_THE RECORDS_

◇ ◇ ◇ ◇ ◇ ◇ ◇

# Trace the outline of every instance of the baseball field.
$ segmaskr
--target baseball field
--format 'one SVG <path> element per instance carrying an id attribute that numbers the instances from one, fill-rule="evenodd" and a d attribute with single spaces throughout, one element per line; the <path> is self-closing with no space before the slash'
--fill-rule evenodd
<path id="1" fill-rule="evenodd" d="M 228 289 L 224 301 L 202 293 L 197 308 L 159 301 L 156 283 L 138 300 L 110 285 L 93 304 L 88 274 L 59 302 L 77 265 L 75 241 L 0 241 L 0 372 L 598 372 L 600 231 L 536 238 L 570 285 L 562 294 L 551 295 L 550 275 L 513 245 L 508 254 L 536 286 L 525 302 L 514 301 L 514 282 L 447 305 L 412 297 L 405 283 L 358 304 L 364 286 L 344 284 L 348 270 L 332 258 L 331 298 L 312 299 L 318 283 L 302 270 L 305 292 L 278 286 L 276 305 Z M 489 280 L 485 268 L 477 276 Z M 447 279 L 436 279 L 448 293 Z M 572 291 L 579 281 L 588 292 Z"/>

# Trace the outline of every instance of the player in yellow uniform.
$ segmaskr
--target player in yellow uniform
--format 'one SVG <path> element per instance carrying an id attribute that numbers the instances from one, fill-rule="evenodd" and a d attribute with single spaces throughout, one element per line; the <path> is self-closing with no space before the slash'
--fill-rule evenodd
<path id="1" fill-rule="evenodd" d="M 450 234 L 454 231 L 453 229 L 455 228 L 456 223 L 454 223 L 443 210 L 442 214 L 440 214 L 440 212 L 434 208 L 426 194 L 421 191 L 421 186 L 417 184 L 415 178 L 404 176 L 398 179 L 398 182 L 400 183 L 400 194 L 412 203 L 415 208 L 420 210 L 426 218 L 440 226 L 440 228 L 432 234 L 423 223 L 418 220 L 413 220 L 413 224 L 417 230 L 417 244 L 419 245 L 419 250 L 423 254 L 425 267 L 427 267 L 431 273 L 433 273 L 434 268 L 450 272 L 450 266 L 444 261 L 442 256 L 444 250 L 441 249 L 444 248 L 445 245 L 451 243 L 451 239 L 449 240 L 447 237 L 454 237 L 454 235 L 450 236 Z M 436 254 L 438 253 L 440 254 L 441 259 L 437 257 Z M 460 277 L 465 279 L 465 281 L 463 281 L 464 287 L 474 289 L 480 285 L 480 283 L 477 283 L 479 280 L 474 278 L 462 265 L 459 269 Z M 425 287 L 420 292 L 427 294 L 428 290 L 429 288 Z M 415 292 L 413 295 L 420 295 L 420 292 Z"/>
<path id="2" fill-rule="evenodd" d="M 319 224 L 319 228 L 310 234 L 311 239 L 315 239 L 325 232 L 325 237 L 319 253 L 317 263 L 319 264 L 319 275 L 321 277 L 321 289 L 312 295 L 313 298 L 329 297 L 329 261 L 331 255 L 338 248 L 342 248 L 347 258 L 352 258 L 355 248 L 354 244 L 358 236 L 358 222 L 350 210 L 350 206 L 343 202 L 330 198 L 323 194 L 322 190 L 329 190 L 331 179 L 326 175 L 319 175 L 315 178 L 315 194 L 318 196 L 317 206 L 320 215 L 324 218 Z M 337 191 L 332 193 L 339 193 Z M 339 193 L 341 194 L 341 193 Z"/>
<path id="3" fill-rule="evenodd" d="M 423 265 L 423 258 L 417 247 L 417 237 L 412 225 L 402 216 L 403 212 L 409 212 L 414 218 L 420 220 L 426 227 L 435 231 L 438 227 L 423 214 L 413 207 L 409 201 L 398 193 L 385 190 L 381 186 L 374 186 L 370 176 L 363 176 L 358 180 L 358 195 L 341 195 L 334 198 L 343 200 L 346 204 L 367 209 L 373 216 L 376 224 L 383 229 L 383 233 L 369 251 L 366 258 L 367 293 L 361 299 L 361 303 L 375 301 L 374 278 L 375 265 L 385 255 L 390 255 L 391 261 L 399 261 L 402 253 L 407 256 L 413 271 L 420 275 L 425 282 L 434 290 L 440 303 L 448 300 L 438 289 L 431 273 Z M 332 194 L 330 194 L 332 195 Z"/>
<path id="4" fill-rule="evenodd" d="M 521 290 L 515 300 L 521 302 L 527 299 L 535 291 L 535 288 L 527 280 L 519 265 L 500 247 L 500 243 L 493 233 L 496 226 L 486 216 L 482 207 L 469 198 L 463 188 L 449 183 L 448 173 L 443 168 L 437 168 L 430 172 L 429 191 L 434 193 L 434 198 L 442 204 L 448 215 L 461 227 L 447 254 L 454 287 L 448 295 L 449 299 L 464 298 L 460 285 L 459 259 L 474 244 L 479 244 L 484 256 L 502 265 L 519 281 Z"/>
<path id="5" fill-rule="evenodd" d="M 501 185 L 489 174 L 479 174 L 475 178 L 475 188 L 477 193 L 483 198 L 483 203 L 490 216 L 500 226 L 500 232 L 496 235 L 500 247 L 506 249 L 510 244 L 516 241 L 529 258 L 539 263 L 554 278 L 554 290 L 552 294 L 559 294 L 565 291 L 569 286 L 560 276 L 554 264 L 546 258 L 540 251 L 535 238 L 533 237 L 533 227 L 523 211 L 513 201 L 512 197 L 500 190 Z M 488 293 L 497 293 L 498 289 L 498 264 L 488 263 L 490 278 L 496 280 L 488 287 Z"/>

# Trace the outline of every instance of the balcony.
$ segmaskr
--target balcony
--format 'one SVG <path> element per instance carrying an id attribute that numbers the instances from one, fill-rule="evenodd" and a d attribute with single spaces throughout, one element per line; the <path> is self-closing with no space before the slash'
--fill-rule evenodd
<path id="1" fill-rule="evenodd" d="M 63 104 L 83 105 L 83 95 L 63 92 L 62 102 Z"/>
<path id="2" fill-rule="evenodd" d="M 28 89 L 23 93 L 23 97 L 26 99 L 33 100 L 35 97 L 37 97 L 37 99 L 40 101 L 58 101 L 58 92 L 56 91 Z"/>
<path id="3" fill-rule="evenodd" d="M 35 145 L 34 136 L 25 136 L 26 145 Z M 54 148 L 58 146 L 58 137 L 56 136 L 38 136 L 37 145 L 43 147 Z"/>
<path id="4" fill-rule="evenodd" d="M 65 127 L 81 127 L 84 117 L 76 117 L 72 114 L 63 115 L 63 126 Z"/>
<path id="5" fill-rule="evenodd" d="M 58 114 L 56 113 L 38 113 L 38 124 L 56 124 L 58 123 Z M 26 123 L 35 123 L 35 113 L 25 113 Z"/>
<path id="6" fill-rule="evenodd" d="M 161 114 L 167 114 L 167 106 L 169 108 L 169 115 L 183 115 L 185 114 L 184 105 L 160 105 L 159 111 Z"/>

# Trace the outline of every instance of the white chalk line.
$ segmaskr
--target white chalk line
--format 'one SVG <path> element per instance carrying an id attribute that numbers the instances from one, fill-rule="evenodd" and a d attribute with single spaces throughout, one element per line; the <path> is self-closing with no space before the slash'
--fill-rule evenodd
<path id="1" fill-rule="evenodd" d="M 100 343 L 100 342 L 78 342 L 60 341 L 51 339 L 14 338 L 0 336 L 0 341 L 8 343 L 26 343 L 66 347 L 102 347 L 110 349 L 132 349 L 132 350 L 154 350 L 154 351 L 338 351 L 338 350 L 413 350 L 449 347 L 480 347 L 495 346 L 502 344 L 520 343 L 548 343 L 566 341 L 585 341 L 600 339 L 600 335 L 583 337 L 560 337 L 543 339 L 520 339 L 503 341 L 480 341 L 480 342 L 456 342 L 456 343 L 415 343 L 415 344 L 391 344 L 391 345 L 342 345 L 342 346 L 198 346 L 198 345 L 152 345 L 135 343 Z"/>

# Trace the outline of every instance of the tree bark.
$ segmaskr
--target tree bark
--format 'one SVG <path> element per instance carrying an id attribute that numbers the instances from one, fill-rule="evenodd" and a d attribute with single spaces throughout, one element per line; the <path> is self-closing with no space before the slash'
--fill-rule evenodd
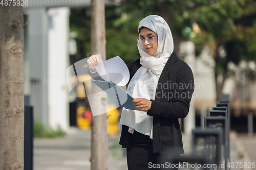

◇ ◇ ◇ ◇ ◇ ◇ ◇

_TASK OBJECTIVE_
Recast the lines from the start through the line holding "228 289 L 224", inclusive, as a two-column CSV with the header input,output. Give one row per input and its output, each in a single quoted field with line breaks replaced by spaces.

_EXPECTED OUTPUT_
input,output
"# Trace the outline of every instance of the baseball field. $ segmaskr --target baseball field --format 'one SVG <path> element per instance carrying an id attribute that numbers the instances from one, fill-rule=""evenodd"" and a d attribute with single spaces throughout, one element per line; the <path> is self-closing with no space before the slash' --fill-rule evenodd","<path id=""1"" fill-rule=""evenodd"" d=""M 228 289 L 224 301 L 202 293 L 197 308 L 159 301 L 156 283 L 138 300 L 110 285 L 93 304 L 88 274 L 59 302 L 77 265 L 75 241 L 0 241 L 0 372 L 598 372 L 600 231 L 536 238 L 570 285 L 562 294 L 551 295 L 550 275 L 513 245 L 508 254 L 536 286 L 525 302 L 514 301 L 514 282 L 447 305 L 412 297 L 405 283 L 358 304 L 364 286 L 344 284 L 348 270 L 332 258 L 331 298 L 312 299 L 318 283 L 302 270 L 305 292 L 278 286 L 276 305 Z M 489 280 L 485 268 L 477 276 Z M 447 279 L 436 279 L 448 293 Z M 572 291 L 579 281 L 588 292 Z""/>"